What needs to be done. Take the line containing "Task: Find the catcher's wrist" and all lines after it to the end of the records, and output them exactly.

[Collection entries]
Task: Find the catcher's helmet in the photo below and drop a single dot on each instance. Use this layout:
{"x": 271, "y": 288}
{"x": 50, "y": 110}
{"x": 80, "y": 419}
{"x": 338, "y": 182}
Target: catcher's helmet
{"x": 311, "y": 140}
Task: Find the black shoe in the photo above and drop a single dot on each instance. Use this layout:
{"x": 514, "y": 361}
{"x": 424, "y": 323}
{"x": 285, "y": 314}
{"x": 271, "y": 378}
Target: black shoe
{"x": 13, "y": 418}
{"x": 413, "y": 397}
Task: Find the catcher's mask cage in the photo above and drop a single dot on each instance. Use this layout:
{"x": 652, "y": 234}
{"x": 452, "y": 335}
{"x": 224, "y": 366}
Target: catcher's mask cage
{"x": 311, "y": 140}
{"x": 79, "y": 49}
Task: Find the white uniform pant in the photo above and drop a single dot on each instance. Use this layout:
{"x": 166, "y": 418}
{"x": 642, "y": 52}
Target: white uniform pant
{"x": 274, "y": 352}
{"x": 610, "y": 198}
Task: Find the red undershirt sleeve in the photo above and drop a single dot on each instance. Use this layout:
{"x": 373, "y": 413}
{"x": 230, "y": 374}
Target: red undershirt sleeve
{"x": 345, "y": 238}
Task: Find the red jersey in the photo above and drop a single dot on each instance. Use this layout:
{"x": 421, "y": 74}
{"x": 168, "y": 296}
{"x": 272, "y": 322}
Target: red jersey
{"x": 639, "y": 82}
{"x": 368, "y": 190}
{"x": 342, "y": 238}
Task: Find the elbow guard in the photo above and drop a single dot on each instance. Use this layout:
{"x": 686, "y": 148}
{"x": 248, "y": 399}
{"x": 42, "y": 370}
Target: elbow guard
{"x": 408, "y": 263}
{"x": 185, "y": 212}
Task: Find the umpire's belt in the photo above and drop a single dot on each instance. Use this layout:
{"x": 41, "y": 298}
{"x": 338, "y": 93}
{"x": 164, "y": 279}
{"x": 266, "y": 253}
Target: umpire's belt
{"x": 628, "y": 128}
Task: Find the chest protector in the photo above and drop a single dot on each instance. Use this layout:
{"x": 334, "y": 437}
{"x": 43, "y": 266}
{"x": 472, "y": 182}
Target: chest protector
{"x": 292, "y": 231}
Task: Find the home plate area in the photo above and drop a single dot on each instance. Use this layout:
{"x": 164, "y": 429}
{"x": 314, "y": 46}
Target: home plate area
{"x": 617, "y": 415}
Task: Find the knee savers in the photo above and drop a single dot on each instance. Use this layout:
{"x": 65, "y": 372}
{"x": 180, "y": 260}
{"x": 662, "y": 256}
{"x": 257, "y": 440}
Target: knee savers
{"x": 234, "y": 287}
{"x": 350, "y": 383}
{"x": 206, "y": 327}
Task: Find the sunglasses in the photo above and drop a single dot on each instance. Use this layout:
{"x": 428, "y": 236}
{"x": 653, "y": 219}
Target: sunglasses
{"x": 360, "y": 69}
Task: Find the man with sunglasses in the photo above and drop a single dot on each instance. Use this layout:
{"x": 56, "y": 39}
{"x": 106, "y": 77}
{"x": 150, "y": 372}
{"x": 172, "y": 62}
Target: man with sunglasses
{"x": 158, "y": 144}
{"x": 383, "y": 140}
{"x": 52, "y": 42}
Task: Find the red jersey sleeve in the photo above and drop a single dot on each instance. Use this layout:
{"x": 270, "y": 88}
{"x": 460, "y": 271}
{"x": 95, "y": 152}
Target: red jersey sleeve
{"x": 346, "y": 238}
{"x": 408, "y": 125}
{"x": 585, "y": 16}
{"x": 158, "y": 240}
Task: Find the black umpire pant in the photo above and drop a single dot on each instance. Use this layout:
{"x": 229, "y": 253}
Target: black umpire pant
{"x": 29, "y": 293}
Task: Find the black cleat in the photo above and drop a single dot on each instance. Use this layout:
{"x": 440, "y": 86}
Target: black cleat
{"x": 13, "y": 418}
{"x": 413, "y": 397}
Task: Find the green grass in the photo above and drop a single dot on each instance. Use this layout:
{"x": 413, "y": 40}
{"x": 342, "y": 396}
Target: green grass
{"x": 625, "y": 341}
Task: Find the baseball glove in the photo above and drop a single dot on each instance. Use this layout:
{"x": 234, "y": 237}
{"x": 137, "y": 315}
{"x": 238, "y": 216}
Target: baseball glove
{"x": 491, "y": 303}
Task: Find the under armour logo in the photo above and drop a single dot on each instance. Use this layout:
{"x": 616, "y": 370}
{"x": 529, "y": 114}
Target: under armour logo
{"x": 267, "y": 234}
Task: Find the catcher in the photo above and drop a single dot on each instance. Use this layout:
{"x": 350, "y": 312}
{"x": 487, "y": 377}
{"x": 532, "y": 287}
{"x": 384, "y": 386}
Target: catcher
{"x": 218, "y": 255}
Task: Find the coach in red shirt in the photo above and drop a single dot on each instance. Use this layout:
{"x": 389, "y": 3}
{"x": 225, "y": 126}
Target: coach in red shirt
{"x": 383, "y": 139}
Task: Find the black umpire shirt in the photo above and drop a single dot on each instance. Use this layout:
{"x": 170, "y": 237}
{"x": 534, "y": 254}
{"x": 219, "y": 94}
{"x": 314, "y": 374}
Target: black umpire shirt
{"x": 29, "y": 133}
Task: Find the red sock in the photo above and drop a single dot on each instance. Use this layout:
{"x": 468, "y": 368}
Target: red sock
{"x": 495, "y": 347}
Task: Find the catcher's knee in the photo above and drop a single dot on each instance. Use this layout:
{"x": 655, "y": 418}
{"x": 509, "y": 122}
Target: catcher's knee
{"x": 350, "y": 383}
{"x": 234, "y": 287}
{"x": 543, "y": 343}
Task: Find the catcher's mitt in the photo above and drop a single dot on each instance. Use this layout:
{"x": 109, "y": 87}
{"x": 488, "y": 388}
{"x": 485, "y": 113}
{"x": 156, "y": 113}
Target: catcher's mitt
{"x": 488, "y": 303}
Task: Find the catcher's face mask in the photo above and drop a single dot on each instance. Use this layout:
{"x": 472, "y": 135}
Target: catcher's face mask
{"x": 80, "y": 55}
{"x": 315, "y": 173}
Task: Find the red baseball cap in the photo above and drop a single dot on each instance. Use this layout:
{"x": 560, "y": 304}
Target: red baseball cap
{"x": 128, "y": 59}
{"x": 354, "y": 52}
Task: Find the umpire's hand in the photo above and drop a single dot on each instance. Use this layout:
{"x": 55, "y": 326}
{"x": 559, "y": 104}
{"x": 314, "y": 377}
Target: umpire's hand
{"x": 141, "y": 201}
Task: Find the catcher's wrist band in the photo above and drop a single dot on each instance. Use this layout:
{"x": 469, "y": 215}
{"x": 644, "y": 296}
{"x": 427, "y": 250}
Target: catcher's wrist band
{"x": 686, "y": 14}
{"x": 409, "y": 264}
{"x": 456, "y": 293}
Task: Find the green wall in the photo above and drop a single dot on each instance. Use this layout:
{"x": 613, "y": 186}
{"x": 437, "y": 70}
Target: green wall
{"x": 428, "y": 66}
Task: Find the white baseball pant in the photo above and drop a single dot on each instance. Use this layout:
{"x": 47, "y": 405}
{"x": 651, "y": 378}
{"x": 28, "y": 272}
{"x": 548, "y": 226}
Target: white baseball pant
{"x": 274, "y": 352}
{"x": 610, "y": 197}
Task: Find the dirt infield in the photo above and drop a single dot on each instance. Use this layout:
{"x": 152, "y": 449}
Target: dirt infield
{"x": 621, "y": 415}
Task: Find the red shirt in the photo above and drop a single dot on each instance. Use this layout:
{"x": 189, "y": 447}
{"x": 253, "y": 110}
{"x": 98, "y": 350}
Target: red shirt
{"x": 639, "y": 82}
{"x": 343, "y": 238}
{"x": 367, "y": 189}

Worked answer.
Task: Find the catcher's wrist band in the photo above and drop a single dot on each instance. Use this layout:
{"x": 469, "y": 215}
{"x": 644, "y": 296}
{"x": 427, "y": 250}
Target: catcher's wrist band
{"x": 686, "y": 14}
{"x": 409, "y": 264}
{"x": 456, "y": 293}
Task: Find the green wall in the photo above and drop a single dot on each instance. Use this layout:
{"x": 613, "y": 186}
{"x": 437, "y": 70}
Target: green wall
{"x": 428, "y": 66}
Task: Find the white baseball pant in the photo above and drop a single dot on each instance. Use this layout:
{"x": 47, "y": 405}
{"x": 651, "y": 378}
{"x": 28, "y": 272}
{"x": 548, "y": 226}
Target: white baseball pant
{"x": 274, "y": 352}
{"x": 610, "y": 197}
Task: Find the dirt infield in the photo above and drop a single dot on each instance. Use this layout:
{"x": 152, "y": 449}
Target: dirt infield
{"x": 621, "y": 415}
Task: Find the red shirt in the photo above and drop a single dot on each instance. Use this layout:
{"x": 189, "y": 447}
{"x": 253, "y": 110}
{"x": 98, "y": 350}
Target: red shirt
{"x": 639, "y": 82}
{"x": 343, "y": 238}
{"x": 367, "y": 189}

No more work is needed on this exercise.